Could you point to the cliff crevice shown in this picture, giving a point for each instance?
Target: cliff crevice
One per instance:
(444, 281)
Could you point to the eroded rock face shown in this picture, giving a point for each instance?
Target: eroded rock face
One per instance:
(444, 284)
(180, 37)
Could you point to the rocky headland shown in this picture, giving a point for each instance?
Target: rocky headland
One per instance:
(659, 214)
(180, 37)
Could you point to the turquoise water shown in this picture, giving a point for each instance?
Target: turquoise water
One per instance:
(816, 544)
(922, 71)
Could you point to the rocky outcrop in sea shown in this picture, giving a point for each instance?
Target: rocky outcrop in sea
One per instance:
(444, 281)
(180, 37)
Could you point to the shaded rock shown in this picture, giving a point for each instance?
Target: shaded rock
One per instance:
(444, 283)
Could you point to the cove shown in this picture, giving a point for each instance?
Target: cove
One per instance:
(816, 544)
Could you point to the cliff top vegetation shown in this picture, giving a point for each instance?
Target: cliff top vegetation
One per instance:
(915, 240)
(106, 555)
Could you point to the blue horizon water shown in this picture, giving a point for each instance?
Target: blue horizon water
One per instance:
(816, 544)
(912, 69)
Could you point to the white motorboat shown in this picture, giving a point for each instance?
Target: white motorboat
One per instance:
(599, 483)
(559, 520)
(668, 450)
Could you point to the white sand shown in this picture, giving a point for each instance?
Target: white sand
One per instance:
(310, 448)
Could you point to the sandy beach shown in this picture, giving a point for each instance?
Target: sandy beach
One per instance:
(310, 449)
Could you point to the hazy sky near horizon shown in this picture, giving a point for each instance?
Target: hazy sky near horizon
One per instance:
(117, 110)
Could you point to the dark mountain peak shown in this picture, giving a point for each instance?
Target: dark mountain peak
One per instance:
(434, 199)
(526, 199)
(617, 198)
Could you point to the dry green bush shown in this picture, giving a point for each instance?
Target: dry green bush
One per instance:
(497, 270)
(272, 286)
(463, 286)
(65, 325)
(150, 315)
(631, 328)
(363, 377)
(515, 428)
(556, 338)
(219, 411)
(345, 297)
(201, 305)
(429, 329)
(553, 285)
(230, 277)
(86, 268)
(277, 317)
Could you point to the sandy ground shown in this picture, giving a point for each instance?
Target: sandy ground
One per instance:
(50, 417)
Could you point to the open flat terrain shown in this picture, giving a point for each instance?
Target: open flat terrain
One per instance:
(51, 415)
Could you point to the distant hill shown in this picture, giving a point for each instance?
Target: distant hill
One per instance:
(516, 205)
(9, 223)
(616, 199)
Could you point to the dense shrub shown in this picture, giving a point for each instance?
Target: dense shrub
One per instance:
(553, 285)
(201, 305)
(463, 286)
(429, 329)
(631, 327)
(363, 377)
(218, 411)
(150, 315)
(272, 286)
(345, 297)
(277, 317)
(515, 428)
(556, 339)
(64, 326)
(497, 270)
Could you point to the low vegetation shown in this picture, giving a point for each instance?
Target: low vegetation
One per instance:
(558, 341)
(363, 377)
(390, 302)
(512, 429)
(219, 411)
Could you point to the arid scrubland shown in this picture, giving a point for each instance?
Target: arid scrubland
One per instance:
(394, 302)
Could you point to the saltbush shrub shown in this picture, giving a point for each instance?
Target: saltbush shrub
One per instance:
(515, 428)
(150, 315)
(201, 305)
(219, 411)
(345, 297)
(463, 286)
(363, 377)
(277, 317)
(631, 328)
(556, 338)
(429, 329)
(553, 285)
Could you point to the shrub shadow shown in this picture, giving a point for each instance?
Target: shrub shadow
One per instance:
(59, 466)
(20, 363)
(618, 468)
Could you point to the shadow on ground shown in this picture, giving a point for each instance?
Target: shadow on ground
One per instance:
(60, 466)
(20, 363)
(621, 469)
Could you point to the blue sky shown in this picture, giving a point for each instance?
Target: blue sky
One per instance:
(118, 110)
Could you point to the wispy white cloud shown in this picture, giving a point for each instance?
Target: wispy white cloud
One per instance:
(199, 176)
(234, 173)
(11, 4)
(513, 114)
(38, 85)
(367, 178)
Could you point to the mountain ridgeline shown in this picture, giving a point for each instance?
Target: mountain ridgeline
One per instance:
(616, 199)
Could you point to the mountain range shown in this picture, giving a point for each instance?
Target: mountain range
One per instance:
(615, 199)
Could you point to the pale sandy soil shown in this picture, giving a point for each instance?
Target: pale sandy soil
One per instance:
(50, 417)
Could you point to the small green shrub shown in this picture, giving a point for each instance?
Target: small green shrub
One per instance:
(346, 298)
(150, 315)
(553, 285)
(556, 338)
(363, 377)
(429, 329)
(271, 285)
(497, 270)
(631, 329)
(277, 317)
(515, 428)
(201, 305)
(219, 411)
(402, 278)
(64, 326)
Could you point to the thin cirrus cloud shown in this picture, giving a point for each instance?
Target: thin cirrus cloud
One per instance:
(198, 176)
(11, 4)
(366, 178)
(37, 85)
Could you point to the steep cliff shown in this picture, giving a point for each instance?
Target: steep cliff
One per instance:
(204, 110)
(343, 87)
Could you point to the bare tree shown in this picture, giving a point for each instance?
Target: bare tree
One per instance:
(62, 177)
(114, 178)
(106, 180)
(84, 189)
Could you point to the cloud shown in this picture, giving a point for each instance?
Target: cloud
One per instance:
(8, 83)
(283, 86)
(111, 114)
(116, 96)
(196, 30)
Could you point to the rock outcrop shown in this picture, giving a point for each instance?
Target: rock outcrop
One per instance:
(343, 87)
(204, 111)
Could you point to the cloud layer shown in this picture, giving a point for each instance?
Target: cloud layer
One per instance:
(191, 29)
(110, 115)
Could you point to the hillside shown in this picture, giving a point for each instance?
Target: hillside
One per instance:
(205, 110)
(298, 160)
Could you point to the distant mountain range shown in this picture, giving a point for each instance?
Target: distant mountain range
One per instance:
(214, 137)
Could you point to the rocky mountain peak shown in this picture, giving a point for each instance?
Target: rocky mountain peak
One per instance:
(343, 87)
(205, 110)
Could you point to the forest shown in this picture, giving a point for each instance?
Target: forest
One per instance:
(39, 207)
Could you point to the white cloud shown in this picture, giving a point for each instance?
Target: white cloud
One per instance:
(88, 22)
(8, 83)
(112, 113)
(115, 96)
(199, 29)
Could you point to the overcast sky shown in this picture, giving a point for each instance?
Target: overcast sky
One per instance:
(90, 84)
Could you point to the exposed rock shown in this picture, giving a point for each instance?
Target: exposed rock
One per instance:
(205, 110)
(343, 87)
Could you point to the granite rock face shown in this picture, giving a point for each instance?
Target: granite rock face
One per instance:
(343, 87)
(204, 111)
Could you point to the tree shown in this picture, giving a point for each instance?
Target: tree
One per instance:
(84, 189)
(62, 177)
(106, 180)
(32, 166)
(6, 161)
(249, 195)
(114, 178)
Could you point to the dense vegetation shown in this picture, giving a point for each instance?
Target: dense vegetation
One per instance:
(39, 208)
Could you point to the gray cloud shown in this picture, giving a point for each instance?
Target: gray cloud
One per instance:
|---|
| Work to be completed |
Whenever "flat" occurs in a line of the entries, copy that line.

| Result below |
Could you point to the open flat terrain shown in this picture, giving a point for each instance?
Target: open flat terrain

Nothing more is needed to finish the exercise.